### Requests
1. Retype the part of the proof on measures with equal moments that opens with the words containing "[/proofplan]" and closes with "a_n \int_K t^n\,d\mu(t).".
2. Write what comes next in the proof that measures with equal moments coincide, picking up right after its last line.

### Quoted passage
[proofplan]
The moment equalities first extend by linearity from monomials to all complex polynomial test functions on $[-R,R]$. We then use the [Weierstrass Approximation Theorem](/theorems/480) to approximate an arbitrary [continuous function](/page/Continuous%20Function) uniformly by polynomials. Since $\mu$ and $\nu$ are probability measures, uniform approximation controls the corresponding integrals, so the two measures have identical integrals against every continuous function on the compact interval. The [Riesz Representation Theorem](/theorems/218) for finite Borel measures on compact Hausdorff spaces then identifies the restricted measures on $[-R,R]$, and the support hypothesis extends the equality to all Borel subsets of $\mathbb{R}$.
[/proofplan]
[step:Extend equality from monomials to polynomial test functions]
Let $K := [-R,R] \subset \mathbb{R}$. Let $p: K \to \mathbb{C}$ be a complex polynomial, so there are an integer $m \geq 0$ and coefficients $a_0,\dots,a_m \in \mathbb{C}$ such that
\begin{align*}
p(t) = \sum_{n=0}^{m} a_n t^n
\end{align*}
for every $t \in K$. Since $p$ is bounded on the compact set $K$ and $\mu,\nu$ are finite measures, $p$ is integrable with respect to both $\mu$ and $\nu$ on $K$. By linearity of the [Lebesgue integral](/page/Lebesgue%20Integral) for complex-valued integrable functions and by the assumed moment equalities,
\begin{align*}
\int_K p(t)\,d\mu(t) = \sum_{n=0}^{m} a_n \int_K t^n\,d\mu(t).

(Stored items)

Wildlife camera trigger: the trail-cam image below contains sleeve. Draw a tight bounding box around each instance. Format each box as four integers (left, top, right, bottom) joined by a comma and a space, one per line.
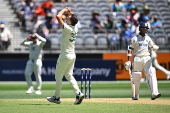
129, 37, 136, 48
37, 36, 46, 47
20, 39, 30, 47
64, 23, 71, 30
148, 37, 154, 47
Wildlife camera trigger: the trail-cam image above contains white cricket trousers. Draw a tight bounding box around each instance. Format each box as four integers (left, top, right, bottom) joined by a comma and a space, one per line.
132, 56, 158, 97
54, 53, 80, 98
25, 59, 42, 90
152, 58, 170, 75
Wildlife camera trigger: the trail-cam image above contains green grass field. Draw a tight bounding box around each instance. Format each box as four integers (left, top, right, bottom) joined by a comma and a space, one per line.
0, 81, 170, 113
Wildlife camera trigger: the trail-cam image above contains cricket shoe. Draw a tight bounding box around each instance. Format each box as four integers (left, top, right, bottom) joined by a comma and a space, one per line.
74, 92, 84, 105
166, 74, 170, 80
26, 87, 34, 94
35, 90, 42, 95
47, 96, 61, 104
151, 93, 161, 100
132, 97, 138, 100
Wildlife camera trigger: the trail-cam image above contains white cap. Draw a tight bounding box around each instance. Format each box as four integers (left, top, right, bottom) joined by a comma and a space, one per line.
0, 24, 5, 28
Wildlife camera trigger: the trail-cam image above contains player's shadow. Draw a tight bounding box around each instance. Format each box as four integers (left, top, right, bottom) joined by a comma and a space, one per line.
19, 104, 52, 106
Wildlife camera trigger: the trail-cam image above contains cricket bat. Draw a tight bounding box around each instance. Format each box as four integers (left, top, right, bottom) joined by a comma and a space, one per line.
129, 68, 135, 97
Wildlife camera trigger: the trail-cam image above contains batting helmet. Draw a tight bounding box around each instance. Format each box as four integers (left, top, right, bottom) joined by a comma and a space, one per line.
139, 23, 149, 29
31, 35, 37, 39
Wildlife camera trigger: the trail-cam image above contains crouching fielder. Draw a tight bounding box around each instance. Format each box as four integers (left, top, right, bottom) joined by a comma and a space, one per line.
125, 23, 161, 100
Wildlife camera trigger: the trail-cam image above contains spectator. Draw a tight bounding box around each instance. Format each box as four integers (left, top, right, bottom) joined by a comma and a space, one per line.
120, 21, 133, 50
131, 20, 139, 35
91, 10, 105, 34
142, 5, 151, 16
19, 0, 35, 27
0, 20, 13, 50
126, 7, 139, 24
138, 12, 151, 29
103, 15, 114, 33
151, 16, 162, 31
35, 0, 54, 17
36, 24, 51, 49
110, 0, 126, 12
125, 0, 136, 11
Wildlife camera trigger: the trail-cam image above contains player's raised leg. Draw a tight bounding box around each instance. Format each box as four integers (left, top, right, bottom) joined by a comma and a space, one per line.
25, 60, 34, 94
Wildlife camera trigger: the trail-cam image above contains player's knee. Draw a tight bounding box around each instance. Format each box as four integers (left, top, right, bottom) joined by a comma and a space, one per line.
65, 75, 72, 81
145, 67, 156, 77
132, 71, 141, 81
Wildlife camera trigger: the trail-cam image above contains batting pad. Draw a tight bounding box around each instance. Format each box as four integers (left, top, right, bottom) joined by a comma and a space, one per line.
146, 67, 158, 95
132, 72, 141, 98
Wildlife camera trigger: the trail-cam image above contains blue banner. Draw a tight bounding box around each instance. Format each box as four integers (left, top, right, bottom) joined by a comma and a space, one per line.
0, 60, 116, 81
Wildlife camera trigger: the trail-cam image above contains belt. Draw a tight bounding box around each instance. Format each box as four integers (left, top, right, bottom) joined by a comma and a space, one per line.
135, 55, 150, 57
30, 59, 38, 63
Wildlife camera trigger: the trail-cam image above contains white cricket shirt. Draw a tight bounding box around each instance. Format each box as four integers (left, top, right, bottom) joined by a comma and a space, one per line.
60, 23, 78, 53
129, 35, 154, 56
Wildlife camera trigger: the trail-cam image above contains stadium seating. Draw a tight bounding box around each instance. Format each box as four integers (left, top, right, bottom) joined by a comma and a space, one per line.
8, 0, 170, 50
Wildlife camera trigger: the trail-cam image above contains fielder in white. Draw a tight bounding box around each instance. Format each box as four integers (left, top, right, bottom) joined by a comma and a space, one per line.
141, 51, 170, 82
47, 7, 84, 105
20, 33, 46, 95
151, 51, 170, 80
125, 23, 161, 100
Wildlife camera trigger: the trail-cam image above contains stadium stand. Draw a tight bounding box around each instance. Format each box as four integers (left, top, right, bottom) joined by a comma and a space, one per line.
0, 0, 170, 51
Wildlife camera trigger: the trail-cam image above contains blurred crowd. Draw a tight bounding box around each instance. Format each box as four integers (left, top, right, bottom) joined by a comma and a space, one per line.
91, 0, 162, 50
0, 20, 13, 50
9, 0, 166, 49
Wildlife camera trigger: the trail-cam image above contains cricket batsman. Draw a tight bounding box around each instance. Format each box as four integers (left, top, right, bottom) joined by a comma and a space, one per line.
47, 7, 84, 105
125, 23, 161, 100
20, 33, 46, 95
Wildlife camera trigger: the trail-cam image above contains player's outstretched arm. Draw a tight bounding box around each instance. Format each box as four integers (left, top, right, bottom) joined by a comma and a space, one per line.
56, 7, 73, 28
20, 34, 32, 47
33, 33, 47, 47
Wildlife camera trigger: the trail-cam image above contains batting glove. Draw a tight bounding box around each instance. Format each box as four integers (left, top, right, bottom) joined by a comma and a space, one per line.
125, 61, 131, 70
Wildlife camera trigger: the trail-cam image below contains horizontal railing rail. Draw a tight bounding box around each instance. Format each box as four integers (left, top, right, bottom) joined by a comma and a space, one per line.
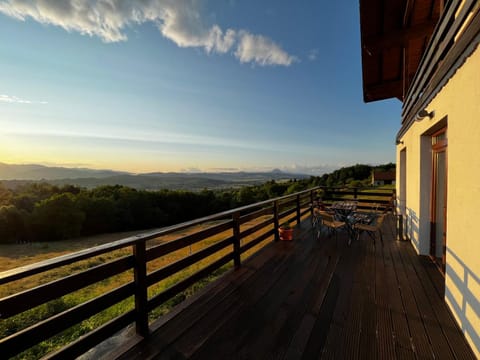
0, 187, 320, 358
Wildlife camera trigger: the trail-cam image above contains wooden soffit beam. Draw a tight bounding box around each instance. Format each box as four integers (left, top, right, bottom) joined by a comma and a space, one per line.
364, 80, 403, 102
363, 21, 436, 54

### Results of the tasks
1.
[/proofplan]
[step:Extend equality from monomials to polynomial test functions]
Let $K := [-R,R] \subset \mathbb{R}$. Let $p: K \to \mathbb{C}$ be a complex polynomial, so there are an integer $m \geq 0$ and coefficients $a_0,\dots,a_m \in \mathbb{C}$ such that
\begin{align*}
p(t) = \sum_{n=0}^{m} a_n t^n
\end{align*}
for every $t \in K$. Since $p$ is bounded on the compact set $K$ and $\mu,\nu$ are finite measures, $p$ is integrable with respect to both $\mu$ and $\nu$ on $K$. By linearity of the [Lebesgue integral](/page/Lebesgue%20Integral) for complex-valued integrable functions and by the assumed moment equalities,
\begin{align*}
\int_K p(t)\,d\mu(t) = \sum_{n=0}^{m} a_n \int_K t^n\,d\mu(t).

2.
\end{align*}
Using the hypothesis for each $0 \leq n \leq m$ gives
\begin{align*}
\sum_{n=0}^{m} a_n \int_K t^n\,d\mu(t) = \sum_{n=0}^{m} a_n \int_K t^n\,d\nu(t).
\end{align*}
Applying linearity again,
\begin{align*}
\sum_{n=0}^{m} a_n \int_K t^n\,d\nu(t) = \int_K p(t)\,d\nu(t).
\end{align*}
Therefore
\begin{align*}
\int_K p(t)\,d\mu(t) = \int_K p(t)\,d\nu(t)
\end{align*}
for every complex polynomial $p: K \to \mathbb{C}$.
[/step]
[step:Approximate continuous functions uniformly by polynomials and pass to the integral]
Let $f: K \to \mathbb{C}$ be continuous. By the Weierstrass Approximation Theorem applied separately to the real-valued continuous functions $\operatorname{Re} f: K \to \mathbb{R}$ and $\operatorname{Im} f: K \to \mathbb{R}$, for every $\varepsilon > 0$ there exists a complex polynomial $p_\varepsilon: K \to \mathbb{C}$ such that
\begin{align*}
\sup_{t \in K} |f(t) - p_\varepsilon(t)| < \varepsilon.
\end{align*}
Since $\mu(K)=\nu(K)=1$, the triangle inequality for integrals gives
\begin{align*}
\left|\int_K f(t)\,d\mu(t) - \int_K f(t)\,d\nu(t)\right| \leq \int_K |f(t)-p_\varepsilon(t)|\,d\mu(t) + \int_K |f(t)-p_\varepsilon(t)|\,d\nu(t).
\end{align*}
Using the uniform bound and the fact that both measures are probability measures,
\begin{align*}
\int_K |f(t)-p_\varepsilon(t)|\,d\mu(t) + \int_K |f(t)-p_\varepsilon(t)|\,d\nu(t) < 2\varepsilon.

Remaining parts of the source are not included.